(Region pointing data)
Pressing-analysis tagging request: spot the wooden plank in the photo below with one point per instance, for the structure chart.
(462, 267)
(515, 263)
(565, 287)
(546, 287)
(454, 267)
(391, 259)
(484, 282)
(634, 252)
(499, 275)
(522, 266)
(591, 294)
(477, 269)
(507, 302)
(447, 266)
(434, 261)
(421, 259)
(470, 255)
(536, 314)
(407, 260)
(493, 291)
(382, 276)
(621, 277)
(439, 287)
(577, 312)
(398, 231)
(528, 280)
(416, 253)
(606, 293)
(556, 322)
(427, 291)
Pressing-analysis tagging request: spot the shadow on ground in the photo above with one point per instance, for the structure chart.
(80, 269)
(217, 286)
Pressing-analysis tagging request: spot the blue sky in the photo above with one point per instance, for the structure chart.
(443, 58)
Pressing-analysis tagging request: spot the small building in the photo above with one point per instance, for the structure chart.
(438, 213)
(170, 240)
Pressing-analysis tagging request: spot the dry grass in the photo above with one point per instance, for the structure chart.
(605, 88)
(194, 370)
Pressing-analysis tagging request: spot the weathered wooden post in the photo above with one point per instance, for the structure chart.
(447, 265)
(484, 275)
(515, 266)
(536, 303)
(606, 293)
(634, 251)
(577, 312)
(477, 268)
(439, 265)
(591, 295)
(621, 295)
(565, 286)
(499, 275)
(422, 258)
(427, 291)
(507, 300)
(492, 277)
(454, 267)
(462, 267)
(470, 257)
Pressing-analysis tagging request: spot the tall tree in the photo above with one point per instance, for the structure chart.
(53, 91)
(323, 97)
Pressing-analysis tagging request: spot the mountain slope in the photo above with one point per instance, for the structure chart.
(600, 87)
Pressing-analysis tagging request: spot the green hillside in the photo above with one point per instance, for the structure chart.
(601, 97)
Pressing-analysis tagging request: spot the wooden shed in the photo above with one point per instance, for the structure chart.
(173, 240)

● Your assignment: The full set of records is to be written out once more, word for word.

● Solution:
Pressing-analysis tagging request: spot the wooden plank in the photo below with one point per instance, for the structure chart.
(462, 267)
(515, 263)
(565, 287)
(546, 287)
(454, 267)
(391, 259)
(484, 282)
(634, 252)
(499, 275)
(522, 266)
(591, 294)
(477, 269)
(507, 302)
(447, 266)
(434, 261)
(421, 259)
(470, 255)
(536, 314)
(407, 260)
(493, 291)
(382, 276)
(621, 277)
(439, 287)
(577, 312)
(398, 231)
(528, 280)
(416, 253)
(606, 293)
(556, 322)
(427, 291)
Pressing-analysis tagging request: spot the shadow on ground in the photo above with one point per instance, for the structure chart.
(80, 269)
(217, 286)
Pressing-analysis tagging request: spot the blue sky in the photo above with one point per instance, for the structure chart.
(443, 58)
Pressing-analysis tagging request: spot the small building in the photo above with one point per instance, for the structure chart.
(438, 213)
(170, 240)
Pressing-analysis tagging request: spot the dry grass in the photo above with one point per instance, for the structure chart.
(605, 88)
(194, 370)
Pressing-analysis tagging request: spot the weathered wooden post in the photo above with one point per instance, for the structure chart.
(447, 265)
(484, 275)
(515, 266)
(536, 303)
(606, 293)
(634, 251)
(577, 312)
(477, 268)
(439, 265)
(591, 295)
(621, 295)
(565, 286)
(499, 275)
(422, 258)
(427, 291)
(507, 300)
(492, 277)
(454, 267)
(462, 267)
(470, 257)
Pressing-analysis tagging request: spot the tall tree in the photo above with one point per instance, for the structure chart.
(53, 91)
(323, 97)
Pressing-analysis tagging request: spot the mountain slope in the photo above with one point per instance, for the structure chart.
(600, 87)
Pressing-analysis tagging request: spot the green hillside in the photo above with one point per instance, for the structure chart.
(601, 97)
Pressing-analysis tagging request: spot the wooden shed in the photo above with one point per instance, for the structure chart.
(173, 240)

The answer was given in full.